What you have to do:
Copy out the lines below exactly, starting with the line that contains "Where can the white plaster" and going on through the line that contains "column 884, row 565", with both of those lines included.

The input:

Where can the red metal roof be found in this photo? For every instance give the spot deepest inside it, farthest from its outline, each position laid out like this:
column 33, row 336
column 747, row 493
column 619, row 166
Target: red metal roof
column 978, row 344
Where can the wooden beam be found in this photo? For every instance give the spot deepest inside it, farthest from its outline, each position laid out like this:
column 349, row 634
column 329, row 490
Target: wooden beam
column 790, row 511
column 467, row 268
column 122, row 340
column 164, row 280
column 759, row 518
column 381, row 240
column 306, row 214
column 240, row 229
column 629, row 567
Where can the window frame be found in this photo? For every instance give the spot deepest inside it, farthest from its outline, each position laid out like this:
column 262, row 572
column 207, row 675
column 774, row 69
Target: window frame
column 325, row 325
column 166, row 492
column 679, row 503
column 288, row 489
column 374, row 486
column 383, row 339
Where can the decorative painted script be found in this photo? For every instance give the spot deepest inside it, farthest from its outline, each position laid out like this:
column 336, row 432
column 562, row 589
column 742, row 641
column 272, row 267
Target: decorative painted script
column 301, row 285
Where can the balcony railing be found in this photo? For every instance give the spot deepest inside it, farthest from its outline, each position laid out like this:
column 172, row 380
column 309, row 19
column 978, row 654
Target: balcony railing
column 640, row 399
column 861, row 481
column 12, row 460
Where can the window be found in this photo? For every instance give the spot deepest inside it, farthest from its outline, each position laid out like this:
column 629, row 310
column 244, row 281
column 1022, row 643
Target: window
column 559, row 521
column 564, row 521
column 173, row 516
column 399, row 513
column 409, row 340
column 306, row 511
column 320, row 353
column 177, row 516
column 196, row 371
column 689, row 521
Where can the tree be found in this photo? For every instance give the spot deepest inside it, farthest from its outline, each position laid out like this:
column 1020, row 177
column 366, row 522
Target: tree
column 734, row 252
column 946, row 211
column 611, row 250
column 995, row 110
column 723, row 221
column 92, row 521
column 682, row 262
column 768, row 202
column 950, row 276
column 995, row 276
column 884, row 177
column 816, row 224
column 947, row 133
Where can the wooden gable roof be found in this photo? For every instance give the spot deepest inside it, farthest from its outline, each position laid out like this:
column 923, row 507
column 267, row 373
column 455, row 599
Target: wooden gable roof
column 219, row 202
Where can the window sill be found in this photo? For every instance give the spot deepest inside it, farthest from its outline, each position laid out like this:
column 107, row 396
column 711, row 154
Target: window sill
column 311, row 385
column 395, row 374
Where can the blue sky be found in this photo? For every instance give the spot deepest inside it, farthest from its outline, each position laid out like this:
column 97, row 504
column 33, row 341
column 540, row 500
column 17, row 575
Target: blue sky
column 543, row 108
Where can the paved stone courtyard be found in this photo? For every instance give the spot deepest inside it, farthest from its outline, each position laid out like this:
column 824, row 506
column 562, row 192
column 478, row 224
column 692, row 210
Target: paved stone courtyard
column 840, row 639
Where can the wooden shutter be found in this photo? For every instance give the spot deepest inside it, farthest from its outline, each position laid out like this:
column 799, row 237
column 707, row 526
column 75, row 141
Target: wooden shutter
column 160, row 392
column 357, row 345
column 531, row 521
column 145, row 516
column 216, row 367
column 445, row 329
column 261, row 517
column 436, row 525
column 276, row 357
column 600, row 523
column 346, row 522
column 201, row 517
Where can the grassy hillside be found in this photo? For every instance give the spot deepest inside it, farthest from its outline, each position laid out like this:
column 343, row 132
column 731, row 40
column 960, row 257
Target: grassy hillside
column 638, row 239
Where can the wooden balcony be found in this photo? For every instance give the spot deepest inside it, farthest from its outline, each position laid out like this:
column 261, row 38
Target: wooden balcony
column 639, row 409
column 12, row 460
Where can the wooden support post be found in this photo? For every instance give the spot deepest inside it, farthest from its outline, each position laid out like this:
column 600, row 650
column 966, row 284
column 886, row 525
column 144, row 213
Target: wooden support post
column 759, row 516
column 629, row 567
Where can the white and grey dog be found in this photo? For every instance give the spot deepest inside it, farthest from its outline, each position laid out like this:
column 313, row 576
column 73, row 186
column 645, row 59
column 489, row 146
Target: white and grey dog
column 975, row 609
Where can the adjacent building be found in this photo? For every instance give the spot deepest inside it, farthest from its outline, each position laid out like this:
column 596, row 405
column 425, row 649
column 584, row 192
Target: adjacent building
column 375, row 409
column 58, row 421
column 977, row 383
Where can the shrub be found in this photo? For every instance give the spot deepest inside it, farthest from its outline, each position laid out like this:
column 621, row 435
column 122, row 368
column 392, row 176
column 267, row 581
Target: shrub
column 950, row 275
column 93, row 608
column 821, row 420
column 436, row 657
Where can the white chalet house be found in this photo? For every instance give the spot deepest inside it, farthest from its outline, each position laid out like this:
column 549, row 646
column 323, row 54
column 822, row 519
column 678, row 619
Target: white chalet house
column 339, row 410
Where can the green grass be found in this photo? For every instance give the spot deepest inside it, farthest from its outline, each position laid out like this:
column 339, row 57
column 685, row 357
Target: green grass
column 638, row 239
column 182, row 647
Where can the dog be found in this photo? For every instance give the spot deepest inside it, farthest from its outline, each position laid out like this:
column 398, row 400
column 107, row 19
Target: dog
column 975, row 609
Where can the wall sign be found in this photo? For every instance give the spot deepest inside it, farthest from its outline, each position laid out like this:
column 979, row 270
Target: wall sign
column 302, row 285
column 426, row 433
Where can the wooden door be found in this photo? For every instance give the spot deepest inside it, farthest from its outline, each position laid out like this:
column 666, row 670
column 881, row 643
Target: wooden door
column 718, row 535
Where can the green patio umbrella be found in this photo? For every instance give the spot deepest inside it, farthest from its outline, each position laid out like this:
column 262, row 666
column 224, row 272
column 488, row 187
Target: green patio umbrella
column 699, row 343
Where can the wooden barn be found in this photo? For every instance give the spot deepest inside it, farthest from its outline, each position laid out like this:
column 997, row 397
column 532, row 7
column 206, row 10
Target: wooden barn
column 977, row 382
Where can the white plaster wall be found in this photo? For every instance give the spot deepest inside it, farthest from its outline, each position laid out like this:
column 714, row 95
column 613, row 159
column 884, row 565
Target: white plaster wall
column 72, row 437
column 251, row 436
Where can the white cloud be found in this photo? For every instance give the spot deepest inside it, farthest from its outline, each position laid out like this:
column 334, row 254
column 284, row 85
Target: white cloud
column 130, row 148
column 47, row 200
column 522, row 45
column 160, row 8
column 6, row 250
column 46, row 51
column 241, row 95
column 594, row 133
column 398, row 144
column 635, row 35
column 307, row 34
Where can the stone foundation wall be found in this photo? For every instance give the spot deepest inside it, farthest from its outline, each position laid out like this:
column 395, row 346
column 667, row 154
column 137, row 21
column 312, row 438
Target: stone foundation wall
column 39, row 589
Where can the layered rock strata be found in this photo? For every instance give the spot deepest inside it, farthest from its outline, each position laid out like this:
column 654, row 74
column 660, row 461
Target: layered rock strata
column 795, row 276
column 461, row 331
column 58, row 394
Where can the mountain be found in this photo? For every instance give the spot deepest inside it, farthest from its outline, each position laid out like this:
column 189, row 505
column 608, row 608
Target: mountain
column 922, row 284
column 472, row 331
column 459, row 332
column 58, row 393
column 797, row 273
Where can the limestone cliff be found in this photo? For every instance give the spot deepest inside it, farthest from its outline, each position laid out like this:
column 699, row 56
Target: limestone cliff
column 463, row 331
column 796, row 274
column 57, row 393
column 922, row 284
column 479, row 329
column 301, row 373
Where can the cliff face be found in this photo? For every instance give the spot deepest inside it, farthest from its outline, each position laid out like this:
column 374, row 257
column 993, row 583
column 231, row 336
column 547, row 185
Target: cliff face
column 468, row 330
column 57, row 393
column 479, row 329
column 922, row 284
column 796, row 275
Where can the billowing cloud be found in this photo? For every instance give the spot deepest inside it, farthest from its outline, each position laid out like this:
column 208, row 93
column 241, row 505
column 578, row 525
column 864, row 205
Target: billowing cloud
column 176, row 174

The result:
Where can the white plaster wall be found in this photo? For every instance give the spot deepest inside it, farthest from its outline, each position laid out like this:
column 714, row 95
column 613, row 159
column 884, row 565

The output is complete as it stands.